→ **Work required**:
Update the entries below by replacing "Field-scouting task" with "Site-survey task" wherever it occurs, changing nothing else. Leave the pictures out of your answer.

---------- Given data

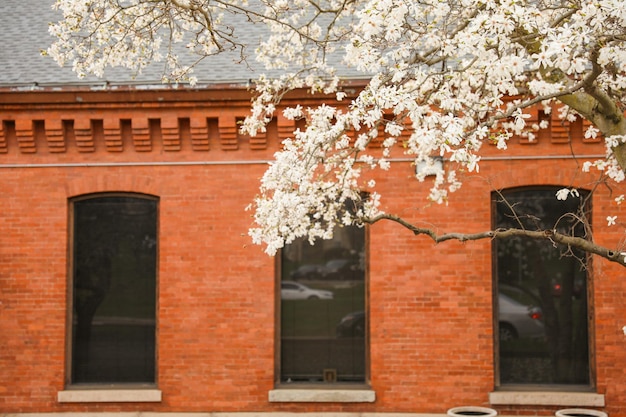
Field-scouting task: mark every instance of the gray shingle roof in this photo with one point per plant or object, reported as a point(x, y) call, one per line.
point(24, 33)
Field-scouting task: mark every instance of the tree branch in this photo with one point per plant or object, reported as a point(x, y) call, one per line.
point(550, 235)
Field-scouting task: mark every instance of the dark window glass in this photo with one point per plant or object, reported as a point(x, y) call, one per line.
point(541, 294)
point(114, 290)
point(323, 318)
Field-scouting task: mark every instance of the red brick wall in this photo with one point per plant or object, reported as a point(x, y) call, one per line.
point(431, 337)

--------------------

→ **Answer to the task**:
Site-survey task: mark every instance of the gray shingle roof in this photo with one point per plant or object, reported as a point(x, y) call, one per line.
point(24, 33)
Site-survey task: mark every instance of the tree branch in this photo with one point per plant or object, reported as a point(x, y) call, one per line.
point(550, 235)
Site-survey task: mark every instance of the dark window glass in this photo with one point per plant or object, reported as a point(x, y) call, one per line.
point(541, 294)
point(114, 290)
point(323, 318)
Site-survey task: mark every instance of the red brick wall in this photo with one point per plant or object, reported as a point(x, y) call, one per line.
point(431, 337)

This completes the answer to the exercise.